··· RECORDS TO PROCESS ···

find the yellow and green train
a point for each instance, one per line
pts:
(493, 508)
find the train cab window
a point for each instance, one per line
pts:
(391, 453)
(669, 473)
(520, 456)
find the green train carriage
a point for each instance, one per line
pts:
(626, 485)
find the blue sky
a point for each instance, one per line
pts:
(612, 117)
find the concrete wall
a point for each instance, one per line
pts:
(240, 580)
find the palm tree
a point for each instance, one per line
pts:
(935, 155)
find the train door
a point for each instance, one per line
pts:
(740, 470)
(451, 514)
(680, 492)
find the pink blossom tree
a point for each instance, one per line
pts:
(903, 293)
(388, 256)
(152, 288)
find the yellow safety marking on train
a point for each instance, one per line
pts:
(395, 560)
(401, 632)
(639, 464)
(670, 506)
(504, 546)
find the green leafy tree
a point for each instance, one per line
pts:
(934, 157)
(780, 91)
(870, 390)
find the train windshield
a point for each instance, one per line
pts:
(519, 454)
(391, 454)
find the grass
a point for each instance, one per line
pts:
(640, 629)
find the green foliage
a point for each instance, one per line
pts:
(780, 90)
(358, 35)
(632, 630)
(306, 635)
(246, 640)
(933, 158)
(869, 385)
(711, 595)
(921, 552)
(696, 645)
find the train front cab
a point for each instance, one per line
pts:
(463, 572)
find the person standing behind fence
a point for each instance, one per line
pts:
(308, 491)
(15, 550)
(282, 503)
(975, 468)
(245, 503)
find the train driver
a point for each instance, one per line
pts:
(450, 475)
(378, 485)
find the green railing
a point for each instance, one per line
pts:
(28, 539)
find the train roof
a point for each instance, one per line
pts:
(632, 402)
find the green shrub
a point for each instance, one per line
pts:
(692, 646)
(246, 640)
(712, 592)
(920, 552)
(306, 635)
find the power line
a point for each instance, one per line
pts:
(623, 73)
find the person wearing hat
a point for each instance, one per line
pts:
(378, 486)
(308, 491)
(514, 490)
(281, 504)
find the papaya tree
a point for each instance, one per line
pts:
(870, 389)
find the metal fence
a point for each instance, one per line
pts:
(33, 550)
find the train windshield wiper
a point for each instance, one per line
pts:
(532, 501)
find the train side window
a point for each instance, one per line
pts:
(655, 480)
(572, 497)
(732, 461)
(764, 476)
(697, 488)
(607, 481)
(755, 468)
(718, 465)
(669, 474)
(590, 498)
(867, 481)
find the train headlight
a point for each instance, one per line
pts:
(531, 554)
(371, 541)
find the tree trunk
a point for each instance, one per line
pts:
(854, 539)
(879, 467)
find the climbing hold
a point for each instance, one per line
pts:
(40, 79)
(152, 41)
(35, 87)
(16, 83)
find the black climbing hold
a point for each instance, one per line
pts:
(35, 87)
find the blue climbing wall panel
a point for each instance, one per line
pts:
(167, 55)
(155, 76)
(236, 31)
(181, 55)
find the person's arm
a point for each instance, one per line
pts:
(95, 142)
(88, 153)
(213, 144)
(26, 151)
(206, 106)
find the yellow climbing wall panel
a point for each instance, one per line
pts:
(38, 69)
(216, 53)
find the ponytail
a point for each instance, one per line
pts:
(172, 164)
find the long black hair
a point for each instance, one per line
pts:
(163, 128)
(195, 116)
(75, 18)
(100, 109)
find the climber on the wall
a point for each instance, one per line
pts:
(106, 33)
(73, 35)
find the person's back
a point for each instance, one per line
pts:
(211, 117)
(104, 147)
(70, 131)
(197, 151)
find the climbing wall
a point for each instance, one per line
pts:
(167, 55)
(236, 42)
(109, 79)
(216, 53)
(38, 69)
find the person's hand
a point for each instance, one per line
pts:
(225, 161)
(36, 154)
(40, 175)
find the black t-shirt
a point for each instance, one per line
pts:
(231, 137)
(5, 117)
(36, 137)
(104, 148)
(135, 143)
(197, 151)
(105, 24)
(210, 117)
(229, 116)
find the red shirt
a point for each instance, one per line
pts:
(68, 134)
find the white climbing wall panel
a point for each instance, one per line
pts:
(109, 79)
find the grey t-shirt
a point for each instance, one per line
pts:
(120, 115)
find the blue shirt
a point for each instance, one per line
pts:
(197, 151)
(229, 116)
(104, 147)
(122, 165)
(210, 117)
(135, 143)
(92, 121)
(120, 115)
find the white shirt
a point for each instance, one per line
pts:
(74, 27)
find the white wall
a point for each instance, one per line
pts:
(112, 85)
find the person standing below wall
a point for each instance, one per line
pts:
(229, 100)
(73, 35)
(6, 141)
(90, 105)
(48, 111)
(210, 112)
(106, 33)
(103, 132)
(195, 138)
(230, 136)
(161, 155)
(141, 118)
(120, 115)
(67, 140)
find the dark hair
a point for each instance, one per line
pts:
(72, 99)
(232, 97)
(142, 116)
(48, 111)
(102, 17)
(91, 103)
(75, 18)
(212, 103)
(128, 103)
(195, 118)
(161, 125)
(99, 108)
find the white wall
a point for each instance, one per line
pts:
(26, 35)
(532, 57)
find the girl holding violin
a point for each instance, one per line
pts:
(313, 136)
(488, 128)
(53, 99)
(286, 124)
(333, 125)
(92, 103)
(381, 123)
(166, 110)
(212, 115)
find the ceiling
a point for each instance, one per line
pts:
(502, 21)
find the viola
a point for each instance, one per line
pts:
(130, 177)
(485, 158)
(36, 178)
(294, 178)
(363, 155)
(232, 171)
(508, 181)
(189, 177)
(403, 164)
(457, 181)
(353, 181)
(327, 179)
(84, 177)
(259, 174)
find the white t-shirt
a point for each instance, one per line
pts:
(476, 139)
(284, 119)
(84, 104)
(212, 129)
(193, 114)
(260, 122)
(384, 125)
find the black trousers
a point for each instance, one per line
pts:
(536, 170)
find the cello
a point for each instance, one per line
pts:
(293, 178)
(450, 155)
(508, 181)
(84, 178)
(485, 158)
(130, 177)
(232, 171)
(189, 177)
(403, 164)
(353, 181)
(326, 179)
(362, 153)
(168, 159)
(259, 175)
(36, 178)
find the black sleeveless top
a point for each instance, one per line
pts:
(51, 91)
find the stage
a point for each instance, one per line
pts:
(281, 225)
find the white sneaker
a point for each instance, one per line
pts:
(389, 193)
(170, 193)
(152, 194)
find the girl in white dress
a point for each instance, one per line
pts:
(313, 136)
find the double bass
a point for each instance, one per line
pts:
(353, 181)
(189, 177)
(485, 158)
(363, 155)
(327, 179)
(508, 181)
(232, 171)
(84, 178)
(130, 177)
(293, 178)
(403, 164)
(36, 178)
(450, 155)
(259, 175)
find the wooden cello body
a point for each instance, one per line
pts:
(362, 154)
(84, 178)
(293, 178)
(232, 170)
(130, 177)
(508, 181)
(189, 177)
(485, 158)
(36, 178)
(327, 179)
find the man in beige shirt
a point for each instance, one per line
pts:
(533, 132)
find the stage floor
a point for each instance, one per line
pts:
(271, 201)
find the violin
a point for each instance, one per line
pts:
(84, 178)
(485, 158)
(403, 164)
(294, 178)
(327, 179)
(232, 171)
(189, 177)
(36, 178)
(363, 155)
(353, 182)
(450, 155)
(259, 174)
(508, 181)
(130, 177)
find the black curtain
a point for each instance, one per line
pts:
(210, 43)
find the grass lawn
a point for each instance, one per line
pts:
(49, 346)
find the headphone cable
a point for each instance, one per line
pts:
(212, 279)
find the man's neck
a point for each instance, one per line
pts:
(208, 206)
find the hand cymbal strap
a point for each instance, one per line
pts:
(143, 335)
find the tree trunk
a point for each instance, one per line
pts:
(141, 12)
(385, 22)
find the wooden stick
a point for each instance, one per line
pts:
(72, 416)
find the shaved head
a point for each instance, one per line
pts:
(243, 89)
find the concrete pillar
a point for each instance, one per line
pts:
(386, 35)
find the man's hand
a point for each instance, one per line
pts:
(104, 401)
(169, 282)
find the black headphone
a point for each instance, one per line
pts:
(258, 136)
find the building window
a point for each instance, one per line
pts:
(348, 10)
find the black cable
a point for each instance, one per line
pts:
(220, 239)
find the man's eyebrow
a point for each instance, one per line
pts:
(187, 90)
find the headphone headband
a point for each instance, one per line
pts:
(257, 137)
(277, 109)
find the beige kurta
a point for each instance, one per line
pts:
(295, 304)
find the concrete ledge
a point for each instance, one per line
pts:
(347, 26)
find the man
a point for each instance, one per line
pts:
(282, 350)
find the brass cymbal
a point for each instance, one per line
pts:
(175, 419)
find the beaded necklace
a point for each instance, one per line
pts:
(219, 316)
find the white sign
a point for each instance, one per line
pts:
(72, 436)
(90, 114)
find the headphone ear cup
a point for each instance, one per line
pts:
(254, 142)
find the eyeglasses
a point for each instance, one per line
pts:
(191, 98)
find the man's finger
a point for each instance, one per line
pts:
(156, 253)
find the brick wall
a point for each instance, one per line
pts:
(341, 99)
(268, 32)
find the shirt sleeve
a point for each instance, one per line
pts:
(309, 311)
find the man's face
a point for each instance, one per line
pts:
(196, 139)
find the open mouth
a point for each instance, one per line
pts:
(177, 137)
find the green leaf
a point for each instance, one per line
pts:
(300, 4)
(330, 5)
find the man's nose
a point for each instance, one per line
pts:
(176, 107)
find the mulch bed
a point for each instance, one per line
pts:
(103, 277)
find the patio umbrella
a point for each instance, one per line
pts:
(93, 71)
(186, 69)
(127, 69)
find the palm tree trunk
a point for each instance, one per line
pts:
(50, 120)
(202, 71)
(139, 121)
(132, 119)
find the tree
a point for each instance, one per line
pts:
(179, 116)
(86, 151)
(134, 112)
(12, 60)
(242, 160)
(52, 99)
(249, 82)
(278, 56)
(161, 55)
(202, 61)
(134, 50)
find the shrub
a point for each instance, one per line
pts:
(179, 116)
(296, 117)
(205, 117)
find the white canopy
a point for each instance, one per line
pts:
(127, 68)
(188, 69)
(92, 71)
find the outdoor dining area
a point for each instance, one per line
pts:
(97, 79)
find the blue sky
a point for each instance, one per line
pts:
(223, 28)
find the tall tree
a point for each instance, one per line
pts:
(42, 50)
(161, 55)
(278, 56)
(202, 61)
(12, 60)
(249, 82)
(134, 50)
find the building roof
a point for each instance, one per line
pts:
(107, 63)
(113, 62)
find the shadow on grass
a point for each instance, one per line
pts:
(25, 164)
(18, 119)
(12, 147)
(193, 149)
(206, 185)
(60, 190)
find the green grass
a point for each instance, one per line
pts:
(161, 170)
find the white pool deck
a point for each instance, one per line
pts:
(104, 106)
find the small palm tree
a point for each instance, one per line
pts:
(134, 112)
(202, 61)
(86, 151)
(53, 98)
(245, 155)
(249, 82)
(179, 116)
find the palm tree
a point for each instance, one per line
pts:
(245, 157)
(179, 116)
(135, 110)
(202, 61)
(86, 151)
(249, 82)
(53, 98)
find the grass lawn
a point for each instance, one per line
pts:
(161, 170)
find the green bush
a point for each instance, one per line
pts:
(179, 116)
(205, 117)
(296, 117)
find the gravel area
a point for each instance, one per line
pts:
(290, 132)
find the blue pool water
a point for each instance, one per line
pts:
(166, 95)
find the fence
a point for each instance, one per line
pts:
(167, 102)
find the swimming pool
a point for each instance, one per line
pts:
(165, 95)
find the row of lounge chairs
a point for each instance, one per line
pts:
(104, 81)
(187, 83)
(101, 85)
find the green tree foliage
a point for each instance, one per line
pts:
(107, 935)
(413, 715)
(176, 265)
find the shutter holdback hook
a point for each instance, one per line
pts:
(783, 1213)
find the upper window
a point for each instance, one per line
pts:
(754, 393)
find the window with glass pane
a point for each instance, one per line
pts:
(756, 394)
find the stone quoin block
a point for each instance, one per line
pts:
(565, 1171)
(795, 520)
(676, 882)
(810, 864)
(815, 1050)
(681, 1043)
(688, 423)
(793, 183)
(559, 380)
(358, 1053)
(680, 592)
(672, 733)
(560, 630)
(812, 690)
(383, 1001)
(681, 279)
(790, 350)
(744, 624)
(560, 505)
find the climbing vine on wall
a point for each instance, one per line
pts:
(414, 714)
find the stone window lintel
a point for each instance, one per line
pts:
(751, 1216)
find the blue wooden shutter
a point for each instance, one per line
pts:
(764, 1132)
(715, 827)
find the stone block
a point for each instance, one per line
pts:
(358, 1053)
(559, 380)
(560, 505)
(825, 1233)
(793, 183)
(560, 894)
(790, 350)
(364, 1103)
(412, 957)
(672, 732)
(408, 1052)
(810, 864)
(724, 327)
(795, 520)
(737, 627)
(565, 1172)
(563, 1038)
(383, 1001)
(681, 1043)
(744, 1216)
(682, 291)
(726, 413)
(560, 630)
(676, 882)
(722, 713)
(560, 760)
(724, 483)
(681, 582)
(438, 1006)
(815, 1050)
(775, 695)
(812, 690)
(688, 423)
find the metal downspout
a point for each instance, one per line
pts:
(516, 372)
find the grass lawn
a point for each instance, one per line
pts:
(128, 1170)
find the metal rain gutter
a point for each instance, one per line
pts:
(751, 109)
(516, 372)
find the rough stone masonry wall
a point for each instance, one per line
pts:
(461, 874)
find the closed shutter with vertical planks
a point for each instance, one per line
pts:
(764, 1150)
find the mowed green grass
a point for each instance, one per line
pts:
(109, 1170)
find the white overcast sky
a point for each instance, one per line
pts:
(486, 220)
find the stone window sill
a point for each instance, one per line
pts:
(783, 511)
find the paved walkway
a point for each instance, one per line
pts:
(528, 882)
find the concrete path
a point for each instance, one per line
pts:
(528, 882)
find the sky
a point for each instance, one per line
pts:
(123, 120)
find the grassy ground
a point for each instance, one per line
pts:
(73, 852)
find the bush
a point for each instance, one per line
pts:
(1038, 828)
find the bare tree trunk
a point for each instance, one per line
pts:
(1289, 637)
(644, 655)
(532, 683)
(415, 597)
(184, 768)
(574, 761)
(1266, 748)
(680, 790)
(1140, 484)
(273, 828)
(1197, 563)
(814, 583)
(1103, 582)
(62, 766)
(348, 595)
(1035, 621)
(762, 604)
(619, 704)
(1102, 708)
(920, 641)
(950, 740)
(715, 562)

···

> **WHAT THE TASK ASKS**
Update the part of these rows that opens with the line containing "find the concrete path" and closes with the line containing "(1038, 828)" by changing "bush" to "shrub" and leaving everything else as it is.

> **RESULT FOR THIS EXERCISE**
find the concrete path
a point for each instance, one per line
pts:
(528, 882)
find the sky
a point for each instance, one per line
pts:
(123, 120)
find the grassy ground
a point for each instance, one per line
pts:
(73, 852)
find the shrub
a point for each instance, one per line
pts:
(1038, 828)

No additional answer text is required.